Produce a verbatim transcription of the entries, with all pictures omitted.

[Stored data]
○ ○ ○ ○

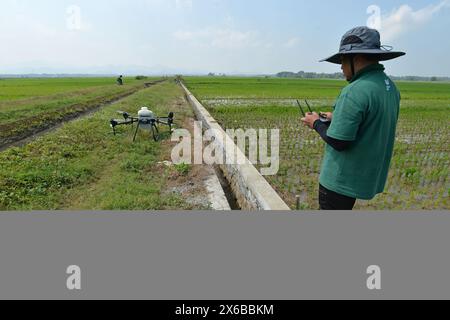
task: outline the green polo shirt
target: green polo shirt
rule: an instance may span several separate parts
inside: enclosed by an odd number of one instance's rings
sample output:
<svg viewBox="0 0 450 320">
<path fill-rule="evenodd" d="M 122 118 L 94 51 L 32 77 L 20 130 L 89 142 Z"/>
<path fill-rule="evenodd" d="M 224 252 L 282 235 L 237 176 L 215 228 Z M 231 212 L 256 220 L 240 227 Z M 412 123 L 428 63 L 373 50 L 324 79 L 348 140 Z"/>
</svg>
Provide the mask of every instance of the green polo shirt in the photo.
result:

○ ○ ○ ○

▶ **Solution to this problem**
task: outline the green polo shirt
target: green polo shirt
rule: an instance may span several separate parts
inside: enclosed by an odd number of one instance's rings
sample output:
<svg viewBox="0 0 450 320">
<path fill-rule="evenodd" d="M 122 118 L 94 51 L 32 77 L 20 130 L 89 142 Z"/>
<path fill-rule="evenodd" d="M 224 252 L 282 235 L 237 176 L 215 228 Z M 231 212 L 256 220 L 240 227 Z M 412 123 L 428 63 L 373 50 L 324 79 L 348 140 Z"/>
</svg>
Provide the mask of every instance of the green polo shirt in the photo.
result:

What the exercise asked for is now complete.